▸ Task prompt
Copy the data as given. No line may be skipped.

▸ Data for analysis
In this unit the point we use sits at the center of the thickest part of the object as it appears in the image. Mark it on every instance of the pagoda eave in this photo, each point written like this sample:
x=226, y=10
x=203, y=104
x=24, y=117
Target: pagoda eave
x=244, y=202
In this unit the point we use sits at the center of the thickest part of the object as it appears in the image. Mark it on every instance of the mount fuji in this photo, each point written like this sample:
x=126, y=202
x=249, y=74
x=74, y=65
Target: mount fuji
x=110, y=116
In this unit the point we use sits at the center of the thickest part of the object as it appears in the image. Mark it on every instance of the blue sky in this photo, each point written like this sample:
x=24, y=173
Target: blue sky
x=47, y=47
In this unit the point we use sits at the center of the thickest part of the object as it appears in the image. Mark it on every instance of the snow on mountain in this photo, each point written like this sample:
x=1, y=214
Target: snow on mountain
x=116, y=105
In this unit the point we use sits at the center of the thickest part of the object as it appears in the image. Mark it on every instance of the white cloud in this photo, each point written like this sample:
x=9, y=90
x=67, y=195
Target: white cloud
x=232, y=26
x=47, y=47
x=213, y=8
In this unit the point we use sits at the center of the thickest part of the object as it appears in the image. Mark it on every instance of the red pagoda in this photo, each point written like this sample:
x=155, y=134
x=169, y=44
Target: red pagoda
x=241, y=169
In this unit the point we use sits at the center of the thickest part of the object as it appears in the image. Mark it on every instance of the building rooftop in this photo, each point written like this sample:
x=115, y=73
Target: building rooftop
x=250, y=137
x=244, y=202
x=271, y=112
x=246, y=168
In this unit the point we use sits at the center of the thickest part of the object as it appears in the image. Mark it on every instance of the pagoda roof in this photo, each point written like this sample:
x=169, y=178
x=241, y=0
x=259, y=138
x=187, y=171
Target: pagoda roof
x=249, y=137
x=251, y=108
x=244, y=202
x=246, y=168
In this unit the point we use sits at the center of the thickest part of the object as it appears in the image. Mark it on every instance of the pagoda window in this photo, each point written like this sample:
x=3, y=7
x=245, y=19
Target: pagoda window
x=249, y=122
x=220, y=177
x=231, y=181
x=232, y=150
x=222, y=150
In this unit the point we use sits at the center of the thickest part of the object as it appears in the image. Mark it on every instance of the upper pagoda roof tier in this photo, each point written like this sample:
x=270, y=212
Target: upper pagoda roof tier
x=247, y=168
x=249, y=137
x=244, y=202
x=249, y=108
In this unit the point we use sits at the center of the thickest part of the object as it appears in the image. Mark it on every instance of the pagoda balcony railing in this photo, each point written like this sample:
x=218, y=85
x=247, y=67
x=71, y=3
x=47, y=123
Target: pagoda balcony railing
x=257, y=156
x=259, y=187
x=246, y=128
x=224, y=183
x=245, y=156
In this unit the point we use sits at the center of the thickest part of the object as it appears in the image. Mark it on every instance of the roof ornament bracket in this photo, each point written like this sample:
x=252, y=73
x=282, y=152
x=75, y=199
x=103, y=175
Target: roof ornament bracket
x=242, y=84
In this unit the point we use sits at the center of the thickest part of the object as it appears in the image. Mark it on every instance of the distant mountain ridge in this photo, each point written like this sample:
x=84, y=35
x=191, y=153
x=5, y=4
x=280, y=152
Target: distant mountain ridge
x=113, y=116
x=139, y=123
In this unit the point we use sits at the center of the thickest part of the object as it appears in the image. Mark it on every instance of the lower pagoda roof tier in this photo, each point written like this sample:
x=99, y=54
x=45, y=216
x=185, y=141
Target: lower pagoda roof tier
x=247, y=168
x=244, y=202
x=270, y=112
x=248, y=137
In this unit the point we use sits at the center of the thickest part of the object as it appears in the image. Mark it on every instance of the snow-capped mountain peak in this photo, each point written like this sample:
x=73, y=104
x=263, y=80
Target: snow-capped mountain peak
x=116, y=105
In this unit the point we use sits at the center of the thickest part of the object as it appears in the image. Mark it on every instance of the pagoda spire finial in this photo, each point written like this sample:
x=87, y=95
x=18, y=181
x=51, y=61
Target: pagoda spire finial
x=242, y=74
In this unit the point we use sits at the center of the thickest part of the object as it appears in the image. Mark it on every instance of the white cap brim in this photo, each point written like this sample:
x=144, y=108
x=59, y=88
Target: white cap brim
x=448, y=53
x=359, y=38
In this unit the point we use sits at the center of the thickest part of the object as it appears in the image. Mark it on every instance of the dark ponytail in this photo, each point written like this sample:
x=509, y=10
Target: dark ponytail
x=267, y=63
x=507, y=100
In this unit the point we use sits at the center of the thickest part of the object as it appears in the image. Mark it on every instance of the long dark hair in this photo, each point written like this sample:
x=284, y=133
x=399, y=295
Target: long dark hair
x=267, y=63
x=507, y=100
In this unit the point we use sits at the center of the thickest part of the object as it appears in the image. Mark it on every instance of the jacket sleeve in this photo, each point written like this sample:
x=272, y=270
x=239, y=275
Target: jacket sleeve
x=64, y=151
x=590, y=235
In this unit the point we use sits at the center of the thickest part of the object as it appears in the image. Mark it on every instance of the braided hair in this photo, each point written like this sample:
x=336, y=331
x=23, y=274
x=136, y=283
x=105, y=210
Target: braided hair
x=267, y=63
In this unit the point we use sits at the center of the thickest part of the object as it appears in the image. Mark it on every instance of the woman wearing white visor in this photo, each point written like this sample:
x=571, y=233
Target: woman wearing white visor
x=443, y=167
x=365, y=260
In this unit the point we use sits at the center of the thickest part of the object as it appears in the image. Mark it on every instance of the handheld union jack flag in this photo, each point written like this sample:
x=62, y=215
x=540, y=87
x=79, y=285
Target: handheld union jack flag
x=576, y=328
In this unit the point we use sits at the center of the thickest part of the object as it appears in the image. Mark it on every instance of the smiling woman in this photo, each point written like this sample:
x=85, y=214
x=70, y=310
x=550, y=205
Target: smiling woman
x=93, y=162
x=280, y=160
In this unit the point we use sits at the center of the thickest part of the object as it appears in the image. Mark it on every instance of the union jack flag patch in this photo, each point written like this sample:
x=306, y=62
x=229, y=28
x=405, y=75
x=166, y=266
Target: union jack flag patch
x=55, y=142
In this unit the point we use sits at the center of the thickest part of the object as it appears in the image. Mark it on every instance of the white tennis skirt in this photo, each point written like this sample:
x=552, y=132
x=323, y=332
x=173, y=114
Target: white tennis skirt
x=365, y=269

▸ Reply
In this unit the point we use sits at the center of the thickest part of the object as it appears in the image. Mark it on every instance of the pagoda eave in this photo, each point written like this sample:
x=226, y=10
x=203, y=104
x=24, y=117
Target: pagoda eave
x=244, y=202
In this unit the point we use sits at the center of the thickest part of the object as it appears in the image. Mark it on every instance of the mount fuji in this photo, each point written like this sample:
x=126, y=202
x=249, y=74
x=74, y=65
Target: mount fuji
x=110, y=116
In this unit the point we use sits at the center of the thickest part of the object as it appears in the image. Mark it on every instance of the blue sky in this photo, each point written like this sample:
x=24, y=173
Target: blue sky
x=47, y=47
In this unit the point we use sits at the center of the thickest part of the object as it appears in the image. Mark it on every instance of the snow on mountain in this photo, each point written like this sample:
x=1, y=214
Target: snow on mountain
x=116, y=105
In this unit the point we use sits at the center of the thickest part of the object as it appears in the image. Mark it on every instance of the white cloud in this photo, each point written like this sample:
x=9, y=90
x=67, y=195
Target: white cloud
x=232, y=26
x=47, y=47
x=213, y=8
In this unit the point we use sits at the center of the thickest part of the object as it appears in the image. Mark it on every instance of the red pagoda in this photo, each point written like this sample:
x=155, y=134
x=169, y=44
Target: red pagoda
x=241, y=169
In this unit the point we use sits at the center of the thickest part of the object as it appears in the image. Mark it on every instance of the building rooftop in this photo, each point written like this sample:
x=115, y=73
Target: building rooftop
x=250, y=137
x=244, y=202
x=271, y=112
x=246, y=168
In this unit the point we use sits at the center of the thickest part of the object as it appears in the image. Mark it on every instance of the pagoda roof in this photo, each point written like this sample:
x=169, y=178
x=241, y=0
x=259, y=138
x=187, y=171
Target: pagoda roof
x=249, y=137
x=251, y=108
x=244, y=202
x=246, y=168
In this unit the point we use sits at the center of the thickest part of the object as it appears in the image. Mark it on every instance of the pagoda window in this photo, each point written like this sample:
x=3, y=7
x=245, y=19
Target: pagoda window
x=249, y=122
x=220, y=177
x=231, y=181
x=232, y=150
x=222, y=150
In this unit the point we use sits at the center of the thickest part of the object as it appears in the image. Mark it on every instance of the upper pagoda roof tier in this photo, each point written like this sample:
x=270, y=212
Target: upper pagoda roof tier
x=247, y=168
x=249, y=137
x=244, y=202
x=249, y=108
In this unit the point we use sits at the center of the thickest part of the object as it appears in the image. Mark it on every instance of the pagoda balcony railing in this photo, each point written like this sample:
x=218, y=85
x=247, y=67
x=71, y=3
x=47, y=123
Target: pagoda balcony railing
x=257, y=156
x=259, y=187
x=246, y=128
x=224, y=183
x=245, y=156
In this unit the point we use sits at the center of the thickest part of the object as it appears in the image. Mark it on every instance of the roof ornament bracket in this photo, each point written like this sample:
x=252, y=73
x=282, y=152
x=75, y=199
x=103, y=175
Target: roof ornament bracket
x=242, y=84
In this unit the point we use sits at the center of the thickest part of the object as it appears in the image. Mark it on every instance of the distant mountain ridge in this photo, each point written like this sample:
x=84, y=35
x=191, y=153
x=5, y=4
x=280, y=152
Target: distant mountain ridge
x=113, y=116
x=139, y=123
In this unit the point we use sits at the center of the thickest part of the object as it appears in the image. Mark it on every instance of the lower pagoda roof tier in this photo, each point written like this sample:
x=99, y=54
x=45, y=216
x=185, y=141
Target: lower pagoda roof tier
x=247, y=168
x=244, y=202
x=270, y=112
x=248, y=137
In this unit the point we use sits at the center of the thickest part of the object as it appears in the image. Mark it on every instance of the snow-capped mountain peak in this photo, each point written like this sample:
x=73, y=104
x=263, y=80
Target: snow-capped mountain peak
x=116, y=105
In this unit the point we use sits at the center of the thickest part of the object as it appears in the image. Mark it on every instance of the pagoda spire finial in this photo, each point written like this sample:
x=87, y=95
x=18, y=181
x=51, y=61
Target: pagoda spire finial
x=242, y=74
In this unit the point we use sits at the center of the thickest part of the object as it appears in the image. Mark it on every instance of the white cap brim in this photo, each point written like this sample:
x=144, y=108
x=59, y=88
Target: white cap brim
x=448, y=53
x=359, y=38
In this unit the point we use sits at the center of the thickest part of the object as it appears in the image. Mark it on every instance of the dark ponytail in this photo, each point written like this sample:
x=509, y=10
Target: dark ponytail
x=267, y=63
x=507, y=100
In this unit the point we use sits at the center of the thickest part of the object as it appears in the image. Mark it on every instance of the long dark hair in this photo, each point written like this sample:
x=284, y=133
x=399, y=295
Target: long dark hair
x=267, y=63
x=507, y=100
In this unit the point we use sits at the center of the thickest part of the object as it appears in the image. Mark it on every instance of the jacket sleeve in this photo, each point written like this sample:
x=272, y=270
x=239, y=275
Target: jacket sleeve
x=64, y=151
x=590, y=235
In this unit the point we use sits at the center of the thickest part of the object as it appears in the image. Mark it on every instance of the braided hair in this photo, each point written like this sample:
x=336, y=331
x=23, y=274
x=136, y=283
x=105, y=210
Target: braided hair
x=267, y=63
In this unit the point we use sits at the center of the thickest part of the object as it appears in the image. Mark it on every instance of the woman wearing white visor in this photo, each point written like this sample:
x=571, y=233
Target: woman wearing white visor
x=443, y=167
x=365, y=260
In this unit the point we use sits at the center of the thickest part of the object as it appears in the image. Mark it on every instance of the handheld union jack flag in this photo, each point written like this sample:
x=62, y=215
x=540, y=87
x=79, y=285
Target: handheld union jack flag
x=576, y=328
In this unit the point we use sits at the center of the thickest part of the object as it appears in the image. Mark it on every instance of the smiling woman in this photo, each point written like this sample:
x=85, y=214
x=70, y=310
x=550, y=205
Target: smiling woman
x=93, y=162
x=280, y=160
In this unit the point we use sits at the center of the thickest part of the object as it appears in the image. Mark it on every instance of the union jack flag patch in this photo, each point written like this sample:
x=306, y=62
x=229, y=28
x=405, y=75
x=166, y=266
Target: union jack flag patch
x=55, y=142
In this unit the point we use sits at the center of the thickest part of the object as it appears in the image. Mark it on every instance of the white tennis skirt in this photo, each point written like this sample:
x=552, y=132
x=323, y=332
x=173, y=114
Target: white tennis skirt
x=365, y=269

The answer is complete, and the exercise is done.